- SELECTED PASSAGE:
▬▬▬

Will Bridgestone give up?

Pep Boys - Manny Moe & Jack, the Philadelphia-based, 800-store auto-parts, tire and repair-garage chain, has given the Japan-based Bridgestone tire group until New Year's Eve to top last night's "superior" $18.50/share purchase offer from rival bidder Carl Icahn, the billionaire investor. The offer for the 800-store chain is worth around $1 billion, about half the slow-growing company's yearly sales.

Bridgestone had agreed to pay $15/share for Pep Boys in October. Bridgestone planned to merge the nearly century-old chain with its own 2,200 Firestone and other tire and repair stores, which it runs from offices in Nashville, Tennessee.

Icahn, a major Pep Boys shareholder who bought the smaller, Georgia-based Auto Plus parts store chain earlier this year, has since traded higher offers with Bridgestone. Pep Boys employs 14,000 nationally, including 500 at its Allegheny Ave. headquarters. Analysts speculate that either buyer would likely split the chain, separating Pep Boys retail stores from the larger garage, tire and fleet-service businesses.

Icahn's latest proposal would pay him to a $39.5 million "termination fee" if Pep Boys ends up rejecting it for a higher bid from someone else. That maches a provision in Bridgestone's most recent $17.50/share bid for the chain, and has the effect of forcing Bridgestone to up its offer significantly if it really wants Pep Boys.

Pep Boys says it will recommend the Icahn bid to its shareholders unless Bridgestone comes up with a better offer by Thursday, 5 p.m. Eastern time.

The bids have boosted Pep Boys' lackluster stock -- long depressed by weak growth and declining profits -- to its highest levels since 2007.

▬▬▬

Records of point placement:
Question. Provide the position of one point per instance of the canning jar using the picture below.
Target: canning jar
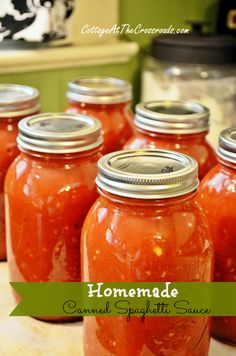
(174, 125)
(49, 189)
(16, 102)
(107, 99)
(217, 195)
(146, 227)
(196, 66)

▬▬▬

- EXERCISE:
From the Pep Boys bidding story above, write out word for word the part that begins at "Bridgestone had agreed" and stops after "in Nashville, Tennessee.".

- SOLUTION FOR THIS PROBLEM:
Bridgestone had agreed to pay $15/share for Pep Boys in October. Bridgestone planned to merge the nearly century-old chain with its own 2,200 Firestone and other tire and repair stores, which it runs from offices in Nashville, Tennessee.